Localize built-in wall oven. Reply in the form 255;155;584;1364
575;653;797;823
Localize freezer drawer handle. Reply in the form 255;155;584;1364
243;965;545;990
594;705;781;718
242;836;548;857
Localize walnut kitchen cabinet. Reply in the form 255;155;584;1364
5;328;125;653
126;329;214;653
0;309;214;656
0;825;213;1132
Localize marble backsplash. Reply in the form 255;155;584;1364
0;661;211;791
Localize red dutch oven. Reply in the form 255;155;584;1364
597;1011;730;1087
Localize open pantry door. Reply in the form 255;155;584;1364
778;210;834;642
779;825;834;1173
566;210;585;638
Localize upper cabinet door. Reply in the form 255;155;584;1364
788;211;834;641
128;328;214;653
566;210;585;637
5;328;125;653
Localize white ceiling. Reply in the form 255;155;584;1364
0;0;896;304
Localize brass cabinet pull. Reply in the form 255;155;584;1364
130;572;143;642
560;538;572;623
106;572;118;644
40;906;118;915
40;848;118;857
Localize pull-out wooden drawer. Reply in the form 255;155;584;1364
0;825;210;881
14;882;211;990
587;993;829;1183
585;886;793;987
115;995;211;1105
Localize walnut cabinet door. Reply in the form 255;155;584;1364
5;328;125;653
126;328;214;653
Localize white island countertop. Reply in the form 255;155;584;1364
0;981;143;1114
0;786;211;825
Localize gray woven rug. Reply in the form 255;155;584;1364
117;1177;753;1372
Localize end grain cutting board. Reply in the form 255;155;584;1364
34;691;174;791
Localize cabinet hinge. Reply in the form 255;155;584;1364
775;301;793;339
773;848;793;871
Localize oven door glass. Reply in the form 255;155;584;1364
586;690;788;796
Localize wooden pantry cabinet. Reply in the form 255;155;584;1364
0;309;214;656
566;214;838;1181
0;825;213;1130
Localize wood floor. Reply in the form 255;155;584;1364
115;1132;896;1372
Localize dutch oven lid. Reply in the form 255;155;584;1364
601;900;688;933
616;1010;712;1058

----------------------------------------

TASK STATEMENT:
Pick out every line above that contains the word "wooden" and copy each one unchanged.

COMPLETE OUTPUT:
Localize pull-out wooden drawer. Reply in the form 255;155;584;1364
Localize wooden pantry cabinet. Reply in the form 255;155;584;1364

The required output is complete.